## Task description:
Give back the material from its first line through the line containing "[0,429,171,535]", renaming "field" to "pitch" and leaving everything else unchanged.

## START Provided records

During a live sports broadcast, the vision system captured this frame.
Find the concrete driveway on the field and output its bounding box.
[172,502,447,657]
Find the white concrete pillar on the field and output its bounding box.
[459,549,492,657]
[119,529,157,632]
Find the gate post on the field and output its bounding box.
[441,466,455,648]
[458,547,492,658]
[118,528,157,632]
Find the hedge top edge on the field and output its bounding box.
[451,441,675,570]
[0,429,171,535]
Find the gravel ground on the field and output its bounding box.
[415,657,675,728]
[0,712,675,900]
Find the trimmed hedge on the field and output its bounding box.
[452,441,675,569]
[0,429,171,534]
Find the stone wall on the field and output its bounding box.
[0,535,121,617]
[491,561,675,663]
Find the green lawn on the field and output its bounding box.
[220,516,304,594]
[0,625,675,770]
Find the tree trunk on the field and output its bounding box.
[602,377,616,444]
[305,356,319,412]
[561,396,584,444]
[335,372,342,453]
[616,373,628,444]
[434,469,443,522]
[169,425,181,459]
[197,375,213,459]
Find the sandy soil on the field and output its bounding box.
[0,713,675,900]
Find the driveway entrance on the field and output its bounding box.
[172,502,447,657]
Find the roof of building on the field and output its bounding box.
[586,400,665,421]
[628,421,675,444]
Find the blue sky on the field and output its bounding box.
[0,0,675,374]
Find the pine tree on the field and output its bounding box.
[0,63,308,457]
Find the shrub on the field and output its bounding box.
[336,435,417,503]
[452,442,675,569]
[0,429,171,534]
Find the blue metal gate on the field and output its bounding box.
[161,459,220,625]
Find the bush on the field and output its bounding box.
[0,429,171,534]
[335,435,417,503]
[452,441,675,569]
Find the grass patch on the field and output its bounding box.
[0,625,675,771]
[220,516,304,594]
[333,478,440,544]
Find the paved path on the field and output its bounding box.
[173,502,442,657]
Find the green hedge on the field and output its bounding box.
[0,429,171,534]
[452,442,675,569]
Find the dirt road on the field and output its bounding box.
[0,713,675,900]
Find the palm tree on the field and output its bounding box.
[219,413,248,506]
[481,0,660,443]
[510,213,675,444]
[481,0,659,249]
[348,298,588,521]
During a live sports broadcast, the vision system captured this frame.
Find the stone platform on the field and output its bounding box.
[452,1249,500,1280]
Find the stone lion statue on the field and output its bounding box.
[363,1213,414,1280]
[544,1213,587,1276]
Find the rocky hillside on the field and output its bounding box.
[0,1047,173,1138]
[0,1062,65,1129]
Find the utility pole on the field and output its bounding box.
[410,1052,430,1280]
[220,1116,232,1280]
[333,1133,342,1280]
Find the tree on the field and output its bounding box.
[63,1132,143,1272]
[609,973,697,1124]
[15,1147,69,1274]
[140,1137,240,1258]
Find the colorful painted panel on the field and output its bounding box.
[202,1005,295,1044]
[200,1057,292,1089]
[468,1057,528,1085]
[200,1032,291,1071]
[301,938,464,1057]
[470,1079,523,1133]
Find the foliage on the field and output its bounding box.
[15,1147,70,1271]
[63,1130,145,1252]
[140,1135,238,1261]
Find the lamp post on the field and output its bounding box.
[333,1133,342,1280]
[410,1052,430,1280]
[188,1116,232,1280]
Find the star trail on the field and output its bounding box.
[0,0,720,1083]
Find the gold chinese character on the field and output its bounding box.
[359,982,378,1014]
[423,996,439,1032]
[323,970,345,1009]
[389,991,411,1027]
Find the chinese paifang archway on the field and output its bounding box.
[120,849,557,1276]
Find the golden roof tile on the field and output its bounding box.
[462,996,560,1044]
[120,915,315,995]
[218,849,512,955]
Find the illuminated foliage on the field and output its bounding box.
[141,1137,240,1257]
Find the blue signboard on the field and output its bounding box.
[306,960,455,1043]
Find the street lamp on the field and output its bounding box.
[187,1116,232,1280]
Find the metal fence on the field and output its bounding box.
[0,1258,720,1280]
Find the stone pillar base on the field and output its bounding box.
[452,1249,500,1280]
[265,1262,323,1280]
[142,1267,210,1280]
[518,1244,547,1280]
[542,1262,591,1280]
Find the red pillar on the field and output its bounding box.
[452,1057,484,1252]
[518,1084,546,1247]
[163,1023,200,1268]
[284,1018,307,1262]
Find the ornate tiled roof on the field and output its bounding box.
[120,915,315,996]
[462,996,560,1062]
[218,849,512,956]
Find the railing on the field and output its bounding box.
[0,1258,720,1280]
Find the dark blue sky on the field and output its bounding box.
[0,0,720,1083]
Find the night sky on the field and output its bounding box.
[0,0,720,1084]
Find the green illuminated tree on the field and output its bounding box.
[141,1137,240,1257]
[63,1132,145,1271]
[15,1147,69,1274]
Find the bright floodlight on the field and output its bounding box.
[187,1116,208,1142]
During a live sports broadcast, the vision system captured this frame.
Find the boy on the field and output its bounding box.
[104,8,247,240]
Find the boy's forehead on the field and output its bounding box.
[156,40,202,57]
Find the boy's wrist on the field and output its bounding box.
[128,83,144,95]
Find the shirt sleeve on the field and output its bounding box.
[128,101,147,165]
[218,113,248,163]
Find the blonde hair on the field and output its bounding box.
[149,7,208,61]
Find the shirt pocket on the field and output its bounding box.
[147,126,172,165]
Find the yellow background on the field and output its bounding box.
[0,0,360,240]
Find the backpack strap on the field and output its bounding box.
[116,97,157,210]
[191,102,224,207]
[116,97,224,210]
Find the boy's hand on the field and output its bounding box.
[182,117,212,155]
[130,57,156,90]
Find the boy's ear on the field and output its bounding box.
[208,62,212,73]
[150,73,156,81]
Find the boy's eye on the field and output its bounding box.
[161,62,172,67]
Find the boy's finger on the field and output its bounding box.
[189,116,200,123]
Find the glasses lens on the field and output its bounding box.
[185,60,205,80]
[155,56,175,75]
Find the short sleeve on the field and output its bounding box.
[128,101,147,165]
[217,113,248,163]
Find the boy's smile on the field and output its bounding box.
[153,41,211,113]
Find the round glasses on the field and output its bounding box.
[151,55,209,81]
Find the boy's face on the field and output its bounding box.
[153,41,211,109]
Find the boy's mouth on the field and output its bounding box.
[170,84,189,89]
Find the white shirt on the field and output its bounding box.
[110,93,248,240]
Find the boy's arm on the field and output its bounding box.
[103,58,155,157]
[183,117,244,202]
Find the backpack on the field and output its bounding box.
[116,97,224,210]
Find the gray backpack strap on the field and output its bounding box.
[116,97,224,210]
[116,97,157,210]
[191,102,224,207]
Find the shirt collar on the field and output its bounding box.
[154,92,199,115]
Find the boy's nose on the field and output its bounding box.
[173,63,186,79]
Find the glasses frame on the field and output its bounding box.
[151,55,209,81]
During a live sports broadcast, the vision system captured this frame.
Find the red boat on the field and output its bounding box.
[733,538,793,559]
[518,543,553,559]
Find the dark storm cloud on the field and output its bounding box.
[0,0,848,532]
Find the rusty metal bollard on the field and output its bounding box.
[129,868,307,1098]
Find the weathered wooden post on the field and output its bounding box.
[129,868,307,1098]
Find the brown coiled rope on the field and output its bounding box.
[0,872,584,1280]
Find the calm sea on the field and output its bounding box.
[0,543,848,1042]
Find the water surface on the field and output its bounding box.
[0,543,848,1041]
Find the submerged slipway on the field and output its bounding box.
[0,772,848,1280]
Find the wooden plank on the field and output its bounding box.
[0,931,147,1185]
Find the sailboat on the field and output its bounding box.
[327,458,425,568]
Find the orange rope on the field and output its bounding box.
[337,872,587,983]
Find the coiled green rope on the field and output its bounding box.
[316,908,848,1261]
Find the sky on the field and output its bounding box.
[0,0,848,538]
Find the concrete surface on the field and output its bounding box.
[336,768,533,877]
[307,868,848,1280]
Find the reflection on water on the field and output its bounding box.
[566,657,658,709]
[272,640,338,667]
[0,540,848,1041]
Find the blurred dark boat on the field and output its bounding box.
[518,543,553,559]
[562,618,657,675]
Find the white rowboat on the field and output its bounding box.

## END Provided records

## Correct response:
During a live sports broadcast, the vision system captured this frame.
Find the concrete driveway on the pitch and output its bounding box.
[172,502,447,657]
Find the white concrete pillar on the pitch and output its bounding box.
[459,549,492,657]
[119,529,157,632]
Find the gate post on the pitch and output its bounding box.
[441,466,455,648]
[458,547,492,658]
[118,528,157,632]
Find the hedge top edge on the pitch and output its bounding box.
[451,441,675,570]
[0,429,171,535]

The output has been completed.